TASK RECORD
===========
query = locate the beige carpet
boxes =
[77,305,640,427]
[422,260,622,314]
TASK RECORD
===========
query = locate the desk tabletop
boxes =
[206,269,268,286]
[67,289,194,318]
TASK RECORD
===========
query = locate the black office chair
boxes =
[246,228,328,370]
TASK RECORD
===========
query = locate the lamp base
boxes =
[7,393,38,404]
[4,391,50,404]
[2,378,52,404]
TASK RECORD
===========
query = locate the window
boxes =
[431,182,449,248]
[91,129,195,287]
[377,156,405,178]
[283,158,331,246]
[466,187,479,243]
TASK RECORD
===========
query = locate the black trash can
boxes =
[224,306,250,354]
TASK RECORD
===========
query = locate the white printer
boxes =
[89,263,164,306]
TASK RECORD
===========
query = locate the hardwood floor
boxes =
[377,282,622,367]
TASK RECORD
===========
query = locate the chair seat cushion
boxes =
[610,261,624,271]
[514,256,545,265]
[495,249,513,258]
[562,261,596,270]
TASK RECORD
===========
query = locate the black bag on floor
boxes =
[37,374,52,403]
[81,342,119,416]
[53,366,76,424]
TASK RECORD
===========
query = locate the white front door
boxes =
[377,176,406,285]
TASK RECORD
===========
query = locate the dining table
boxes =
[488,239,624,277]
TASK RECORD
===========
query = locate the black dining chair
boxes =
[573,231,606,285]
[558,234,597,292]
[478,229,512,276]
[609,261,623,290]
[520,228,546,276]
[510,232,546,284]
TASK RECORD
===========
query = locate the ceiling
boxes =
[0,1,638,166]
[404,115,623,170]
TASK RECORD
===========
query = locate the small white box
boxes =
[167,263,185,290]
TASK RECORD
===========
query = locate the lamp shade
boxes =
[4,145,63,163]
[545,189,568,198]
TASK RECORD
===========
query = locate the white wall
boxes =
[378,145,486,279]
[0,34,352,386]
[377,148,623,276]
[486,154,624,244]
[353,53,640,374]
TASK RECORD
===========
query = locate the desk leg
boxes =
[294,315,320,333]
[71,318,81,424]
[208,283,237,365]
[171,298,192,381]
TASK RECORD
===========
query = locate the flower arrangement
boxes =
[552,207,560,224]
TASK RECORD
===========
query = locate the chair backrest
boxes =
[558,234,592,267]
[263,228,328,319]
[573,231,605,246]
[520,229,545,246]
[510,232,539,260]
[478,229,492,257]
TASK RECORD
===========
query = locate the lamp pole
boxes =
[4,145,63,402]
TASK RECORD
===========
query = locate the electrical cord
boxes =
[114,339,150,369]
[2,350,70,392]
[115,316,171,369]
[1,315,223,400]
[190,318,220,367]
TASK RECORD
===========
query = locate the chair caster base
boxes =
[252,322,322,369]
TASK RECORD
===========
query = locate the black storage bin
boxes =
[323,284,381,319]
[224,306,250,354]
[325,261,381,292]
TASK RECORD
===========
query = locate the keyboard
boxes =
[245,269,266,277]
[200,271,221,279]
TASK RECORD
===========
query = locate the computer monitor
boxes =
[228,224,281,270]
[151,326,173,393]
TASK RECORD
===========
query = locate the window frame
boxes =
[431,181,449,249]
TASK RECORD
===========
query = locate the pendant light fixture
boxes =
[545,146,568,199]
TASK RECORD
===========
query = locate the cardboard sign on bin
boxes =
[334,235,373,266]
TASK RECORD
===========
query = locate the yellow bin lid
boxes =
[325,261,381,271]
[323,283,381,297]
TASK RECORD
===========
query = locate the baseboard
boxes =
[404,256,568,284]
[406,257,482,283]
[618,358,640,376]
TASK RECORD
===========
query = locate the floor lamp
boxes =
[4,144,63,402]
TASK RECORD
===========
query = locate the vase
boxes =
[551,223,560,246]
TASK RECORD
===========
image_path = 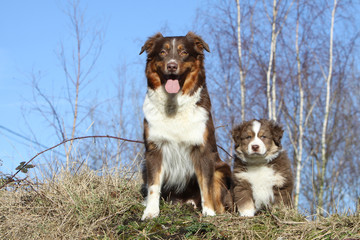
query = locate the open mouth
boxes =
[164,74,180,94]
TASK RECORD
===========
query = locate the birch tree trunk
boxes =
[266,0,294,120]
[271,49,277,121]
[318,0,337,215]
[294,0,303,208]
[266,0,278,120]
[236,0,246,122]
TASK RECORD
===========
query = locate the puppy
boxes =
[139,32,232,220]
[231,119,293,217]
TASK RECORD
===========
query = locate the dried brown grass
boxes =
[1,167,359,239]
[0,168,142,239]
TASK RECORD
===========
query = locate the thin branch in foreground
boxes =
[0,135,235,190]
[0,135,143,190]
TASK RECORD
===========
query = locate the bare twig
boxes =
[0,135,143,190]
[270,212,308,225]
[0,135,234,190]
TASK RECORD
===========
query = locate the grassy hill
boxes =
[1,169,359,239]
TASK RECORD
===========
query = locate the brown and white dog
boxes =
[231,119,293,217]
[139,32,232,220]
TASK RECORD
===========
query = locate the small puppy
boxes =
[231,119,293,217]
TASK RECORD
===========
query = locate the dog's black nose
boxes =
[167,62,178,72]
[252,145,259,152]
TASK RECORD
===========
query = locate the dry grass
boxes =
[1,168,359,239]
[0,169,141,239]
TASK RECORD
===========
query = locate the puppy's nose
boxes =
[252,145,259,152]
[167,62,178,72]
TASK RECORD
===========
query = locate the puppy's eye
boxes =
[160,50,167,56]
[260,135,266,139]
[180,50,188,56]
[245,136,251,140]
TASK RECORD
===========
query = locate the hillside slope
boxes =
[1,170,359,239]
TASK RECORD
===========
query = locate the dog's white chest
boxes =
[143,87,208,192]
[143,87,208,145]
[160,142,195,192]
[235,165,285,209]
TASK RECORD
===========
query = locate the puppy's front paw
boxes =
[239,208,255,217]
[141,205,160,220]
[202,206,216,217]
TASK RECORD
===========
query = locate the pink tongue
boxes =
[165,79,180,94]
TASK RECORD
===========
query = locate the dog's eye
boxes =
[260,135,267,139]
[160,50,167,56]
[180,50,188,56]
[244,136,251,140]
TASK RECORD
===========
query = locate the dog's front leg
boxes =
[141,146,163,220]
[192,150,216,216]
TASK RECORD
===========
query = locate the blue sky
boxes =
[0,0,206,174]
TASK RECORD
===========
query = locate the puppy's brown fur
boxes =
[232,119,293,216]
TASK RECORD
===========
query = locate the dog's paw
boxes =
[141,205,160,221]
[185,199,197,209]
[239,208,255,217]
[202,206,216,217]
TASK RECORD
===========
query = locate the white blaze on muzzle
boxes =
[248,121,267,155]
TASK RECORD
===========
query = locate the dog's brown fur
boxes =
[140,32,232,220]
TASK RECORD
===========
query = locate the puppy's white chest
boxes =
[143,87,208,145]
[235,165,285,209]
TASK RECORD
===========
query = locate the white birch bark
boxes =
[294,0,303,208]
[236,0,246,121]
[266,0,277,120]
[318,0,337,215]
[265,0,294,120]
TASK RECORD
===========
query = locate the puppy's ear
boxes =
[231,123,246,143]
[270,120,284,147]
[231,128,238,142]
[186,32,210,53]
[139,33,164,55]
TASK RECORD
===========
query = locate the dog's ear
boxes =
[269,120,284,147]
[139,33,164,55]
[186,32,210,53]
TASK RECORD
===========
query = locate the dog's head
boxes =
[232,119,284,164]
[140,32,210,95]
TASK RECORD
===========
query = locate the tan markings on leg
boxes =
[213,171,225,213]
[195,168,215,215]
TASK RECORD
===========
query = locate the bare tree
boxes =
[59,0,103,168]
[236,0,246,121]
[293,0,304,208]
[264,0,294,120]
[317,0,337,215]
[198,0,360,215]
[27,0,104,172]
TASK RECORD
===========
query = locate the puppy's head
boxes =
[232,119,284,163]
[140,32,210,95]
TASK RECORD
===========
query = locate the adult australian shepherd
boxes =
[139,32,232,220]
[231,119,293,217]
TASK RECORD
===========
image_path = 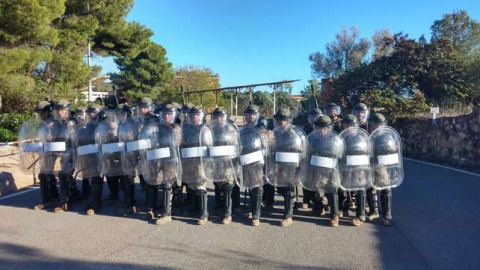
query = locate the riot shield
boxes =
[140,123,181,186]
[370,126,403,190]
[18,119,43,175]
[74,122,100,178]
[338,127,372,191]
[266,125,307,187]
[39,119,74,175]
[303,130,344,193]
[95,112,124,177]
[180,124,213,187]
[202,121,241,184]
[119,118,144,176]
[238,126,267,189]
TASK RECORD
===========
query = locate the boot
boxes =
[54,202,69,213]
[327,192,339,219]
[381,189,392,226]
[367,188,380,221]
[81,178,91,199]
[232,184,241,214]
[90,176,103,213]
[222,183,233,222]
[330,215,339,227]
[280,188,294,227]
[197,190,208,225]
[159,183,172,218]
[355,190,366,222]
[251,187,263,225]
[309,191,325,216]
[146,184,158,213]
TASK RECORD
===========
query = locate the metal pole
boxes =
[235,93,238,120]
[230,91,233,116]
[87,2,92,102]
[273,85,276,113]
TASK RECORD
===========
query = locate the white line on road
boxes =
[405,158,480,177]
[0,187,39,201]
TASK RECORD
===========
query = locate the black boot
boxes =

▶ WHAT YOU SHOULD DO: Find the lines of the listing above that hold "boot". Please copy them.

▶ ANSWER BELOW:
query = locate the boot
query = locate the black boot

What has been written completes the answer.